++++ Given data

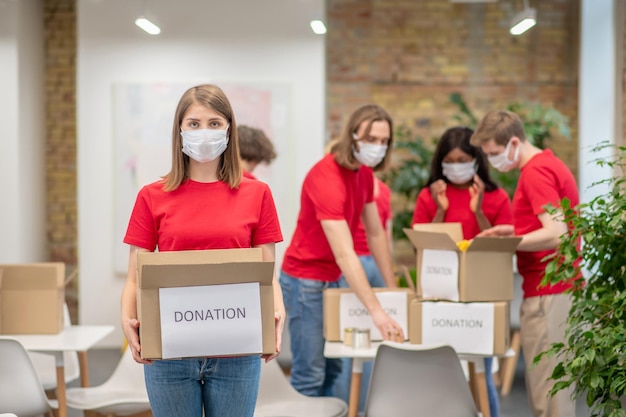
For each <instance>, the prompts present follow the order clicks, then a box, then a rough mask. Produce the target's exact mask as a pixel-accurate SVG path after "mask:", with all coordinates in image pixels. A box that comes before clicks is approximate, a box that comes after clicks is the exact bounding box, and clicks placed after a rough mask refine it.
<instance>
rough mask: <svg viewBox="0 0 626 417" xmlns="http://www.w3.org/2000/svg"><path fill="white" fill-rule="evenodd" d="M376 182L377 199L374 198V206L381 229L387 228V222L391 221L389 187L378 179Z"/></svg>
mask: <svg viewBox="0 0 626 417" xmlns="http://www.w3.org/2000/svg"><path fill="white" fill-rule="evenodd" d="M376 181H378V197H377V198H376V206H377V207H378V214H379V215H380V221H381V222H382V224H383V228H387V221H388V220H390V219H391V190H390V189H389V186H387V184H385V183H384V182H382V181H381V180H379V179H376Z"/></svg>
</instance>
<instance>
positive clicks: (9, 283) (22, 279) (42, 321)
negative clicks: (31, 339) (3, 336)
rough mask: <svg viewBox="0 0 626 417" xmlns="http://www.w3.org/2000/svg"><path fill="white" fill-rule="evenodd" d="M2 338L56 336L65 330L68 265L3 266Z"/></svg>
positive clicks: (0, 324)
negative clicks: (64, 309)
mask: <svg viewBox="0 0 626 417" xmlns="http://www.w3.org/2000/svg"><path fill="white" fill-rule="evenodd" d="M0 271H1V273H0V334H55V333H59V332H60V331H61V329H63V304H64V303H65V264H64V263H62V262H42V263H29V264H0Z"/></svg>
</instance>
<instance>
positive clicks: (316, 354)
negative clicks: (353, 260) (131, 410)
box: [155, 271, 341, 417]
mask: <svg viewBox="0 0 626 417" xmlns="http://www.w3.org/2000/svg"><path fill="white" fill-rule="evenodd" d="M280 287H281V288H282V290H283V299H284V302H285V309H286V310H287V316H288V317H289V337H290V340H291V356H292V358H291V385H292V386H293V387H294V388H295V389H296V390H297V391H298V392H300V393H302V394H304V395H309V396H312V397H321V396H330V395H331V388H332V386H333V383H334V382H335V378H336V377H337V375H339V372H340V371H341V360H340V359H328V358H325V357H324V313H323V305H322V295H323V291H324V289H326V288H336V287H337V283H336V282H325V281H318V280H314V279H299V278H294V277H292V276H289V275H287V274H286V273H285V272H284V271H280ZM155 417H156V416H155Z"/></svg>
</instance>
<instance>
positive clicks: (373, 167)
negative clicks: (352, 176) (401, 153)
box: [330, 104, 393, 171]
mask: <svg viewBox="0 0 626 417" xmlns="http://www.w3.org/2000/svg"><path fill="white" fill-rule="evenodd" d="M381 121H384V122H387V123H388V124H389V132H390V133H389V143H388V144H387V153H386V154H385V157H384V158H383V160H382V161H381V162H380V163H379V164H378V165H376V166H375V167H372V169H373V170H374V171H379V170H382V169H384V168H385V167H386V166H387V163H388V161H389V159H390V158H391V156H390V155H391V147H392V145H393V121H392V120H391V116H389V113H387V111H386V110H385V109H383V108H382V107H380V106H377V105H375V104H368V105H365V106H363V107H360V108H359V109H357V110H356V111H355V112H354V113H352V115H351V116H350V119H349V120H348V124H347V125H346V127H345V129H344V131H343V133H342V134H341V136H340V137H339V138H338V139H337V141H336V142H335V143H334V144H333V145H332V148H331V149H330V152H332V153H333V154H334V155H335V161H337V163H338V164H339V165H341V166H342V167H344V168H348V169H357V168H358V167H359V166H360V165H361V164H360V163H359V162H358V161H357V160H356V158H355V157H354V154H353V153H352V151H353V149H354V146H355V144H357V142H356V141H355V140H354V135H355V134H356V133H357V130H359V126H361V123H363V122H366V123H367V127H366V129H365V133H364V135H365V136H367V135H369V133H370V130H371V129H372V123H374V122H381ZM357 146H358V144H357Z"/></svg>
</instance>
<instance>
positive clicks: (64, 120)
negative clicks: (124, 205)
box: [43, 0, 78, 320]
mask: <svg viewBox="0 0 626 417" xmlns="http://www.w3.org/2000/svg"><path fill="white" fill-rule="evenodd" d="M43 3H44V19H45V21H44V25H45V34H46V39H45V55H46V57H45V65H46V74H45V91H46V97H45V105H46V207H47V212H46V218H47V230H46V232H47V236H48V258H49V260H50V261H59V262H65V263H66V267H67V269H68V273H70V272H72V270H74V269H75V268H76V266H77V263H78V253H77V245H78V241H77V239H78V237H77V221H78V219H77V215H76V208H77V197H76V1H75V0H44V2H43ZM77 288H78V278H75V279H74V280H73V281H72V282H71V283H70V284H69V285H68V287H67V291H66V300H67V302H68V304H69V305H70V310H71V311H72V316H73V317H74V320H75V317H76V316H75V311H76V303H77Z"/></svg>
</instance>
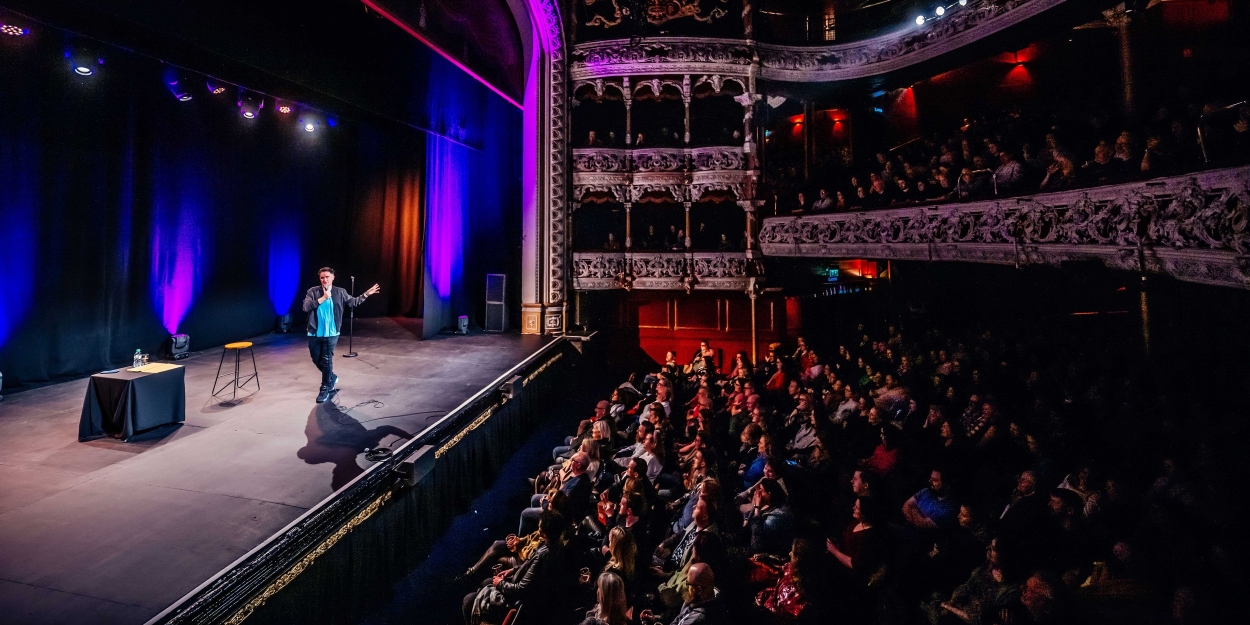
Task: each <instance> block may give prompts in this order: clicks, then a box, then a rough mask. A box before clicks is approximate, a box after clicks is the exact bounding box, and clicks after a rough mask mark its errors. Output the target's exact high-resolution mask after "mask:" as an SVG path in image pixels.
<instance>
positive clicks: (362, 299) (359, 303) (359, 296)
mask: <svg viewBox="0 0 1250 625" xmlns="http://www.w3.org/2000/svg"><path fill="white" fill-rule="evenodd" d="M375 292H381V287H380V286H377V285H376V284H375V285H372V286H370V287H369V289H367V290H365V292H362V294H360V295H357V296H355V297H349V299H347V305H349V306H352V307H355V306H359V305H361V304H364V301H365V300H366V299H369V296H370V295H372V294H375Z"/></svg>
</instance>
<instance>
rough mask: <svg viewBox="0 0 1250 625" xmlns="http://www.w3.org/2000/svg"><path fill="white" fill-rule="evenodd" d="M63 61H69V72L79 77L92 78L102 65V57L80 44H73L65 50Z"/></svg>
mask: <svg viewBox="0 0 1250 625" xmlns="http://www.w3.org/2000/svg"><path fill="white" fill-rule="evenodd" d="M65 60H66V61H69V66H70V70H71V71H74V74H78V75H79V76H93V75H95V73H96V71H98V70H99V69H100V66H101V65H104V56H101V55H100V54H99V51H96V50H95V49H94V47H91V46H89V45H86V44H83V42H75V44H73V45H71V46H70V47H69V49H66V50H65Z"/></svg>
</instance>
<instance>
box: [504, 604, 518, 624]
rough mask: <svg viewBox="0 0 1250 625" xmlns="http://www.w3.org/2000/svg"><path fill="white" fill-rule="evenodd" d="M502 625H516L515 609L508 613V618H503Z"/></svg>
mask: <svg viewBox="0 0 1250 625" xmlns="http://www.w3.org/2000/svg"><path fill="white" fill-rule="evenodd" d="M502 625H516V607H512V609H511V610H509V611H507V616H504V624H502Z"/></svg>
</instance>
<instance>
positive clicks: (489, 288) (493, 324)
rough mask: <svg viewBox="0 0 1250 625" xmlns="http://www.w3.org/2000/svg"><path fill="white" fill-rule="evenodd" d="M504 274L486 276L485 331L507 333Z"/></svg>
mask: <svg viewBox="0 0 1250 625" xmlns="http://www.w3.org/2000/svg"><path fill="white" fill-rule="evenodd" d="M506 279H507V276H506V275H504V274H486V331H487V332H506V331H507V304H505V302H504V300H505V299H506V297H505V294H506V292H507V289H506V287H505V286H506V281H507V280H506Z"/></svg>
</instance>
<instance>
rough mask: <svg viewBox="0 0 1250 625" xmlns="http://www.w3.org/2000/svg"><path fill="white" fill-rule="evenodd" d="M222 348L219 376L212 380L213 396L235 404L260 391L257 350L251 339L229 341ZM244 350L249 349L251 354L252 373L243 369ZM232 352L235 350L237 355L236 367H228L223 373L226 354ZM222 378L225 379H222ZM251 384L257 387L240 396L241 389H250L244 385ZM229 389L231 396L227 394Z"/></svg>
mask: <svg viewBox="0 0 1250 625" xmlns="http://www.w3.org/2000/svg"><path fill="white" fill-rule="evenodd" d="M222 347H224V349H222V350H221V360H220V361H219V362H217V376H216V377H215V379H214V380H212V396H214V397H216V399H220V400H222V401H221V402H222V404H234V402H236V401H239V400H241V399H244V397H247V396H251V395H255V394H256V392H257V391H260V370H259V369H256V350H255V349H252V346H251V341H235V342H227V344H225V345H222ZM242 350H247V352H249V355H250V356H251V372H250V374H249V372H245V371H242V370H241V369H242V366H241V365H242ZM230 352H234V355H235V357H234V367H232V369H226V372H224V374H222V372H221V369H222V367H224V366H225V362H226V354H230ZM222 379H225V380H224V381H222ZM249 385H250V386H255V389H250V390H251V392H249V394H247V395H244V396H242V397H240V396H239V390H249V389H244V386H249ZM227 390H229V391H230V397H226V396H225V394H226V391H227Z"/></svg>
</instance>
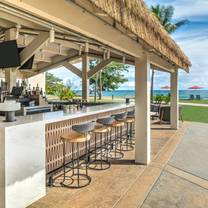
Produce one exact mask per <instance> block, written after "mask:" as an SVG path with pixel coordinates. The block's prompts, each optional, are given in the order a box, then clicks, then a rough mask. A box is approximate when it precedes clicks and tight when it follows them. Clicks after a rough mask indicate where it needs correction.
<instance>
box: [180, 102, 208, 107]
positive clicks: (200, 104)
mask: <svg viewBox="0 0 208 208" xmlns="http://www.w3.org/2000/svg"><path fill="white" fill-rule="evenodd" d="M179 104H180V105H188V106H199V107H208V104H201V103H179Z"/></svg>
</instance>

++++++++

Instructions to follow
A single number is the answer: the count of lines above that include the string "target".

Output for this task
2